Problem 1
Decide whether each statement below agrees with the weather blog. Answer yes or no for each, and quote the words from the weather blog that settle it.
(a) A climbing rose on the side of the house is putting out red leaves.
(b) At 5:04 pm in 27244 the sky was clear.
(c) On Sunday the bookshelf project was entering its second week.
Problem 2
In the weather blog, which part of the sky should readers watch for the possible snow?
Problem 3
Continue the weather blog from its last sentence, in the same voice.

Selected excerpt

****************

Saturday, February 28, 2009

Tiny Update.

If you love rain, or February, or Carolina, then this is the sort of day for you, isn't it?

It rained. It's going to rain more. Then—and oh, friend, are you going to like this—it may snow. Keep an eye to the west-southwestern sky starting, the fancies say, some time tomorrowish. Keep an eye here starting tomorrowish for updates of the less tiny variety. We have houseguests. The forecasting is limited. It's raining.

Thursday, February 26, 2009

Front Porch.

Feels like it's 7 pm sometime in April, though the sun's still too low in the sky for that kind of thing. Quarter of five at the close of February, instead, the kind of weather that points all of our noses toward spring, the dog's, of course, included. I don't know if we ever quite fully made our sixty-five degrees today, but we were sixty-three, sixty-two, somewhere in there, little breeze, sun, mainly blue sky. They want rain from here on out, which we need, so OK. The birds are busy. Crows, songbirds. And we're too early yet for me to say so, but I'll say it anyway: The oaks and maples are starting to look fuzzy in silhouette on that ride home back down 70 and from here on the front porch, too, are starting just barely to think about at some point in the not-too-far-off-now of budding out, of leafing out.

Just to be able to sit out at the end of the day is for this moment, anyway, plenty enough.

Wednesday, February 25, 2009

Local Conditions.

It's warmer today here on the Piedmont, friends and fans of approaching spring, though I hasten to add that after this little spell we're in for rain and then another week of good cold before we bounce back: this is how it works here. This is how it always works here. Hell, we're not even within spitting distance of the late-March freeze yet. Still: In the sun this morning, standing in the driveway without my hat, I felt good. I watered things. The climbing rose on the side of our house is sending out exploratory red leaves. The transplant azaleas are hanging on. The pansies are making a comeback from the systemic neglect I was trying out in January. So, maybe, am I, though the bookshelves are still unshelved and the books are still and still in their boxes.

Let's work our way back into this slowly, shall we? At 5:04 pm in 27244 it's mostly cloudy, weather riding in from the west and south, and it's 52 degrees. The current conditions in 27401 can't possibly be too different than that, but once I make it back home, if they are—if we're getting frogs, say, or locusts, or are in need of the blood of the lamb—I'll make a note of it. Otherwise, tune in tomorrow, when it may be sunny and 65, depending on when the clouds set up and set in.

Monday, February 23, 2009

Oh, Monday.

Cold. Wind. Sun. Winter. I've been neglecting the forecast of late—the move, the book, the winter. As soon as I can get books up on these damn shelves I promise all two or three of you I'll be back on board. Meanwhile, it once more no longer rains.

Sunday, February 22, 2009

Stiff Wind.

I'd like to note that though for most of January and February it's been fairly windy all through the city, I'm pretty sure even so that it's windier here at 709 than it was over at 1303. I think we're damn near to being on top of the hill that is College Hill even though we don't live in College Hill. It can be a bitter dogwalk if you leave without the layers you might need in, oh, say, a wind.

Happy Sunday. If you love a slow project, the you'll be thrilled to know that we now enter week three of the bookshelf imbroglio. They look great, man, but they should: I've been painting things white so long it's like I've got snow blindness.

****************

Extracted records
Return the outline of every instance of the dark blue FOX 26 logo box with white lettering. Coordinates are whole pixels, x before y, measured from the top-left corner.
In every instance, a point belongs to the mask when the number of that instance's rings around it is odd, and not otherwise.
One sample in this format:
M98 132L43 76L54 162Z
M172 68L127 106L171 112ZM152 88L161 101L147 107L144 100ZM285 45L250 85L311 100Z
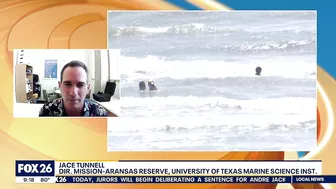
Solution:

****************

Written response 1
(a) Yes: "The climbing rose on the side of our house is sending out exploratory red leaves."
(b) No: "At 5:04 pm in 27244 it's mostly cloudy"
(c) No: "we now enter week three of the bookshelf imbroglio"

Written response 2
The west-southwestern sky.

Written response 3
Saturday, February 21, 2009

Flame Thrower.

Warm enough to walk the dog at four this afternoon minus a jacket. Sunny. Fancies say rain or snow by tomorrow mid-morning. Winter gasping not maybe just yet last, but gasping.

This morning, at the Sherwin-Williams corporate store—the trim at 709 is Sherwin-Williams, and TMR yesterday accidentally found a Sherwin-Williams corporate store whilst trying to find a dining-room-table-store; we're building built-in bookshelves to match the existing trim; we're also in search of, ah, a dining room table—the dude who made my trim paint was watching The Military Channel at top volume, and on The Military Channel was a gentleman explaining, in great and explicit detail, how one might make, if one so desired, one's own napalm delivery system.

Bookshelves painted. They match. I ain't delivered napalm in any direction whatsoever all day, though, which here at ANYLF we'll score as a (second) success.

Thursday, February 19, 2009

Good Wind.

This morning, it was warmer out than it looked like it would be. Tonight, it was colder out than I expected it to be. Can't get my bearings. Dog at the front door sniffing and barking at nothing. Me, too, truth be known. Sun and sun today, and a good wind, cold riding in all day. February. Cold all this coming week. One wonders, though, about how many more of these cold weeks are left. Our last freeze can't be that far off now. I'm not hoping for it yet, but I am saying it's out there. I'm ready to sit on the porch. I'm ready for the evening light to hang on longer. Already it stays light damn near to six o'clock or better. Come on, daffodils. Come on, all else. I'm ready.

Wednesday, February 18, 2009

Pretty Little.

This is the kind of pretty little rain that makes the dogwood out front of 709 look even more ready to cut itself on, makes the daffodils push further out of the ground, makes me eye the lawnmower under its tarp in the back yard, even though I won't need it for weeks yet. It's cool out there, people, hat and coat cool, but this is the sort of rain we need and need badly, a slow rain and fog and mist that soaks everything through and will give us all something to hang onto once tomorrow scours itself clean and delivers a cold night with temps where they ought to be, dry and crackling down into the twenties. Snow's forecast for the weekend, though how much of that can be relied upon is debatable. Wind and sun in the interim. But now, friends and fans of gray and gloom, now it is wet and chilly and perfect in its own way, a day that demands something cooking a while in the oven for dinner and perhaps, perhaps a little something over ice. Or a cup of tea, if a cocktail's not your thing. Maybe a magazine from a couple weeks ago, one you haven't gotten around to yet. Maybe a television program. Maybe nothing: maybe dinner and early to bed and a good clean start tomorrow. Whatever's your poison, though, do stand in the window here a bit this evening before the sun goes down, and watch your neighbors' lights come on, watch the street go dark. More rain overnight, most likely. Good enough for me.

Tuesday, February 17, 2009

Rain, Probably.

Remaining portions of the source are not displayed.